◆ MATERIALS PROVIDED
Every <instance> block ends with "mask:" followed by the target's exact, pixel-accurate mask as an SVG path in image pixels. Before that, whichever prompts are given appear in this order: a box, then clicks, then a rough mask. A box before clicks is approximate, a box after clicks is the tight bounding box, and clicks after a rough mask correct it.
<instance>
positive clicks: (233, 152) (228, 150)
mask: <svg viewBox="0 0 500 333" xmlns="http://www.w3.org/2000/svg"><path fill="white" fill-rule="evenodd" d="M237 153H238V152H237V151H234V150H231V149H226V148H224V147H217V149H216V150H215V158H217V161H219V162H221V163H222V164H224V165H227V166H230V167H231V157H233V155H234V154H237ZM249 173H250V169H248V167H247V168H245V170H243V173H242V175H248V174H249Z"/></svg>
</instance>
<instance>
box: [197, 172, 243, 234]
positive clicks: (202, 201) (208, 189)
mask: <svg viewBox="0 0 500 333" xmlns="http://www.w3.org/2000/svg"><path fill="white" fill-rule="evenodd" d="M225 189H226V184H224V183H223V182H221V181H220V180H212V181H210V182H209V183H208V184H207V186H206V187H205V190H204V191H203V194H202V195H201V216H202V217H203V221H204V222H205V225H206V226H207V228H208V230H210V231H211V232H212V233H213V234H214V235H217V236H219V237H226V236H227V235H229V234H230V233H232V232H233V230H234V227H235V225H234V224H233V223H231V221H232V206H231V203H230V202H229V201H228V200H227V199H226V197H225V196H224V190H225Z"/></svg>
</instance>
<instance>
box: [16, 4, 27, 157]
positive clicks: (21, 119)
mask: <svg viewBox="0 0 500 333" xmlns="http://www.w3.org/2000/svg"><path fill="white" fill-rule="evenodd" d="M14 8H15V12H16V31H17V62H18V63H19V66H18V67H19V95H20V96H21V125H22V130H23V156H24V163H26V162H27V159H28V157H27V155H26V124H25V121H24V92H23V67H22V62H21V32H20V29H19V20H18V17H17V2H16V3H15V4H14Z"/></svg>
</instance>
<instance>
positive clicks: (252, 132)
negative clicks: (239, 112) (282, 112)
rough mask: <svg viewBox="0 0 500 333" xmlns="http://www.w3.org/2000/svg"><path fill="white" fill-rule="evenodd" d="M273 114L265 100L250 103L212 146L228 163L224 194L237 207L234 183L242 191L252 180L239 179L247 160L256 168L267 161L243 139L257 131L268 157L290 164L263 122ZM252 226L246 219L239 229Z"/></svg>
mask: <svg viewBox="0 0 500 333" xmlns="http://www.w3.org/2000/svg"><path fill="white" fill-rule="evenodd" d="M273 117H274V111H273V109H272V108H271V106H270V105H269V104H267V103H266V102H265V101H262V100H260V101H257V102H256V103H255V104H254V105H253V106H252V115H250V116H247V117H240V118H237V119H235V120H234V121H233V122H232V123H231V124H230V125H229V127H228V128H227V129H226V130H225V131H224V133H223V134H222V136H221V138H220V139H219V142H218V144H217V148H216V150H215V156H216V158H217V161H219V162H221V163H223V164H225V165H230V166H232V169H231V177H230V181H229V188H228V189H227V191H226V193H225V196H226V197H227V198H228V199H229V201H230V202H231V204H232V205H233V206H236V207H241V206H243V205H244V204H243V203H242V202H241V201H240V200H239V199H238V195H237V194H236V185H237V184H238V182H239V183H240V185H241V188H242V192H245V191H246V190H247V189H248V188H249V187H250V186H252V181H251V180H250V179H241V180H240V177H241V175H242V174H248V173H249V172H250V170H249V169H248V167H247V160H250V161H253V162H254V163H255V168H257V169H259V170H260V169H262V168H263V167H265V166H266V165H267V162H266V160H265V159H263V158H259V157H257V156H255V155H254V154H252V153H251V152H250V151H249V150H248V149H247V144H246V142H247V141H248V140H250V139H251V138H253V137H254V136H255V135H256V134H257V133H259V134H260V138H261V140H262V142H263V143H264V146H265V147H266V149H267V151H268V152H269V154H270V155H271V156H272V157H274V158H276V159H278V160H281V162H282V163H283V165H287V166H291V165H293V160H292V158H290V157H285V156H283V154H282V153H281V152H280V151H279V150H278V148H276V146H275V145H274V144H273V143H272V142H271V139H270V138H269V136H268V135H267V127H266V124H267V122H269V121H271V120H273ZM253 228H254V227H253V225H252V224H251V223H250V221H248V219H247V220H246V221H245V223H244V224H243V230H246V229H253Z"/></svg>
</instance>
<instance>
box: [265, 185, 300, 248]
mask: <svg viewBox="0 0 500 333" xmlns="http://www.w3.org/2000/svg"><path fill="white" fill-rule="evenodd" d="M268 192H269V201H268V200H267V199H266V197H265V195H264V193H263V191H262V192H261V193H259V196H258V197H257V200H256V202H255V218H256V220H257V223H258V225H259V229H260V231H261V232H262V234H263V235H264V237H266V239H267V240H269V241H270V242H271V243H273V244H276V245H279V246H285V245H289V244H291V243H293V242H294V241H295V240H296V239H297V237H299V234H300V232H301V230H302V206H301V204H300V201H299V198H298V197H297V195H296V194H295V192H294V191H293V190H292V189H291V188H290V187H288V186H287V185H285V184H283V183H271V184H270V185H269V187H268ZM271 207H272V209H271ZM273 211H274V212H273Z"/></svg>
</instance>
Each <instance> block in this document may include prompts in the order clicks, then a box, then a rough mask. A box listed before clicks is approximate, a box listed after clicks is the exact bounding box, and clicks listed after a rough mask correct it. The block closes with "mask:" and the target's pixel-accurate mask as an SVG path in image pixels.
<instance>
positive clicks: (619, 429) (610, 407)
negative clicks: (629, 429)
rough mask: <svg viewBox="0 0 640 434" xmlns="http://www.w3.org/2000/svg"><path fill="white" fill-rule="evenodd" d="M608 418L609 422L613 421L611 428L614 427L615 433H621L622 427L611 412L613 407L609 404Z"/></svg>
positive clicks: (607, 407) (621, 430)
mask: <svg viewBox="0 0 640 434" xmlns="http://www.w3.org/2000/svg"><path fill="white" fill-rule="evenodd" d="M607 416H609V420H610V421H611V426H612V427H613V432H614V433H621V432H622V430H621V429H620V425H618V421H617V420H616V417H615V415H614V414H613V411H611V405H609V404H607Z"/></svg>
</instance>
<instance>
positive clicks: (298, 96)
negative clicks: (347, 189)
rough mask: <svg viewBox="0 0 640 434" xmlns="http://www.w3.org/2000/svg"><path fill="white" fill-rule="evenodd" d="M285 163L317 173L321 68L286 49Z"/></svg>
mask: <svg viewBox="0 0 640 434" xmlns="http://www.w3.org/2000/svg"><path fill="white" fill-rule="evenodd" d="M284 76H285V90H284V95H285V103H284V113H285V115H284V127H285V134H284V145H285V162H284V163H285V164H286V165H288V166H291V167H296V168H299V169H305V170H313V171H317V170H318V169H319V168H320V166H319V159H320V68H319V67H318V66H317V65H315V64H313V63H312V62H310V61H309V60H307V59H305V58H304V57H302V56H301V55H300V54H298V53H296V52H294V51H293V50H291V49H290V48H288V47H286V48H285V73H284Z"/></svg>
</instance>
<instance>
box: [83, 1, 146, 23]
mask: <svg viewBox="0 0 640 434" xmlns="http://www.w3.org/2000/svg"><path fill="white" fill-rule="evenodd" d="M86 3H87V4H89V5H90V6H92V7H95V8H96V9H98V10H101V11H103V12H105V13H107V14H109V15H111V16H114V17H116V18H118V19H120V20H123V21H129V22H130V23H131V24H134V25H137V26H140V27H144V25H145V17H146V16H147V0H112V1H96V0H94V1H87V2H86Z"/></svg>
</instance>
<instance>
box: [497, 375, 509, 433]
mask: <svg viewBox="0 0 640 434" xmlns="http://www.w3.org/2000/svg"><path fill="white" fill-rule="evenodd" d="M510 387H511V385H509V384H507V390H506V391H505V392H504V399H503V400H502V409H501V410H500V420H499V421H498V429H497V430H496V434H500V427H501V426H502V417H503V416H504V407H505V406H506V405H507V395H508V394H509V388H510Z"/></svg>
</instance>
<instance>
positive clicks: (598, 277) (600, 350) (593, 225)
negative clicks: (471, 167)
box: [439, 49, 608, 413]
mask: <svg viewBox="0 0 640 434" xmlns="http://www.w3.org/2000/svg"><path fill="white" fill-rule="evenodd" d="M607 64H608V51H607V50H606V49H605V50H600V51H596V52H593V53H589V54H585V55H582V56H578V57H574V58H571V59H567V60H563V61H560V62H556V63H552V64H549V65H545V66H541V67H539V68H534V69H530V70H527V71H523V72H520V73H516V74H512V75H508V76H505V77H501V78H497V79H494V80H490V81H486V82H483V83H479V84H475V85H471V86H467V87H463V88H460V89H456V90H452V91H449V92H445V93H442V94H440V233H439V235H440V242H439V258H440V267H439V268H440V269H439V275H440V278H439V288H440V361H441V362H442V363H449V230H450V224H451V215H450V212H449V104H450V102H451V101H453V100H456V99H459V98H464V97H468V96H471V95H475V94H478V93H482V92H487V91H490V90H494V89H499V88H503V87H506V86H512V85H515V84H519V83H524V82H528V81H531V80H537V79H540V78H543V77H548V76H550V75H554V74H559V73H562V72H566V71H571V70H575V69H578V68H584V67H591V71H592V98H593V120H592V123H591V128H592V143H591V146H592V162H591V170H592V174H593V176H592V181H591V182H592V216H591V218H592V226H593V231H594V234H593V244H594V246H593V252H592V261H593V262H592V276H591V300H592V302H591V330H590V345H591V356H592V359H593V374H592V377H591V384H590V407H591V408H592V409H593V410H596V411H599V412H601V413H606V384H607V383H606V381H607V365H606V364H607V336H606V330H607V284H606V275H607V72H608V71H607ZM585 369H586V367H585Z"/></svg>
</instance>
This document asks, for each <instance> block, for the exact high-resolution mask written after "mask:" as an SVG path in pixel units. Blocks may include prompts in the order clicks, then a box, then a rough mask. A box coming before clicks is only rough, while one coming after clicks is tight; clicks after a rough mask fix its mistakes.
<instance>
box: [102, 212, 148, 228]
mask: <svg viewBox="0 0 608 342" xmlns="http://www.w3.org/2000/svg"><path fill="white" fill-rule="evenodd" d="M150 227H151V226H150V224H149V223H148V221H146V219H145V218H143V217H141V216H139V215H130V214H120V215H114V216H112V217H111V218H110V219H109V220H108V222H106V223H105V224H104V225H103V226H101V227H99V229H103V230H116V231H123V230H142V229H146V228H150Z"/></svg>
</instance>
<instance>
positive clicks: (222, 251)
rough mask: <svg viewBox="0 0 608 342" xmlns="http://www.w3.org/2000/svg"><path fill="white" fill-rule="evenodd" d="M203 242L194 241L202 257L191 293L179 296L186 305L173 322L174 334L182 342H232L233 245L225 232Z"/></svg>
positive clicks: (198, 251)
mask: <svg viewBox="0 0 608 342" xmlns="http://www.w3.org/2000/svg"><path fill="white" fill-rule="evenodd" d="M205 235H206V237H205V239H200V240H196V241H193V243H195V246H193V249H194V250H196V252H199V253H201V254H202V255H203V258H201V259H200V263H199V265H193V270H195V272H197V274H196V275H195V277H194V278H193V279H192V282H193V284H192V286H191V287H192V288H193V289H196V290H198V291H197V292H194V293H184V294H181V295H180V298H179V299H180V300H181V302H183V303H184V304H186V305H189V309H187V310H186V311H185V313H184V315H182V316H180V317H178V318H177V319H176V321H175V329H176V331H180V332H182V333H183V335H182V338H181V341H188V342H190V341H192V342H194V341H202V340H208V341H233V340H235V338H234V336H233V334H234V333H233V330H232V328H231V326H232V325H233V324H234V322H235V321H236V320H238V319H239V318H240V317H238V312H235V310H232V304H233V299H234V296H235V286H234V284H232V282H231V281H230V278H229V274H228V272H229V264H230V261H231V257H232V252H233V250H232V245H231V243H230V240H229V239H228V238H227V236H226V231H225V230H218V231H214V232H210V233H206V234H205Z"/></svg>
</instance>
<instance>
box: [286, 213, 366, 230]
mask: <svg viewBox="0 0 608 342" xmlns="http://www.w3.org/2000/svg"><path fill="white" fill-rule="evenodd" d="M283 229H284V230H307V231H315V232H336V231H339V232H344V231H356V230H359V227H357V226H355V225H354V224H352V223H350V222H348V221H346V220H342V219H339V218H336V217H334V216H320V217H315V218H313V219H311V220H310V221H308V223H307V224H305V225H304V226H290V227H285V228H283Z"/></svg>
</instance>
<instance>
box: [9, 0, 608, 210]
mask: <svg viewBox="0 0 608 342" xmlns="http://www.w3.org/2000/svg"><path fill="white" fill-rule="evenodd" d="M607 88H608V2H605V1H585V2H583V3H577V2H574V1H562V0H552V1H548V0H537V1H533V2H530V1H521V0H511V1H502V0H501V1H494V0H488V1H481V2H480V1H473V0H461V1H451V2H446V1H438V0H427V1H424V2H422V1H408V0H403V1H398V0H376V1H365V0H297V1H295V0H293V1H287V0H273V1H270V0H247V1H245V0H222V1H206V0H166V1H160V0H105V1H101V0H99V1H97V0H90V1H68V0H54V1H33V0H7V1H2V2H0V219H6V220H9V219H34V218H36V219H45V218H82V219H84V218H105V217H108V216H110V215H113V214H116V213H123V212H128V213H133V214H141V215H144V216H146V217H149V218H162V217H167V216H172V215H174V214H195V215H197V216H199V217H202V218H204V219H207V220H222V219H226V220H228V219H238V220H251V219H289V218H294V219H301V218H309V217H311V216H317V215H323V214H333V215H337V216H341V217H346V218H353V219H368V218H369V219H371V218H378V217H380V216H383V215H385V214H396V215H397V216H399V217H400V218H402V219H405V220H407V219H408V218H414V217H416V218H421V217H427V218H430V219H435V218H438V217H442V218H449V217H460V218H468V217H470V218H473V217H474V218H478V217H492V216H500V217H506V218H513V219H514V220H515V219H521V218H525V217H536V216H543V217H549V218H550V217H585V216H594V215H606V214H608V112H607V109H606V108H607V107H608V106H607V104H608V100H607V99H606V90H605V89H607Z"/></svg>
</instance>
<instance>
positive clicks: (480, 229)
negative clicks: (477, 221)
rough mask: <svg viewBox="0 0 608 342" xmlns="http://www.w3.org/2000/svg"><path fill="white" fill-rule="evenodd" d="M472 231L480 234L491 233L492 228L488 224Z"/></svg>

◆ REQUIRED ACTION
Output the entries as a numbered list, with blank lines left out, starting at the beginning of the entries and ending at the line containing "positive clicks: (233, 152) (228, 150)".

◆ RESULT
1. Every <instance> block ends with "mask:" followed by the target's exact, pixel-accurate mask as an SVG path in image pixels. Before that, whichever prompts are given appear in this order: a box, then clicks, then a rough mask. A box before clicks is approximate, a box after clicks is the tight bounding box, and clicks after a rough mask correct it.
2. <instance>
3. positive clicks: (233, 152) (228, 150)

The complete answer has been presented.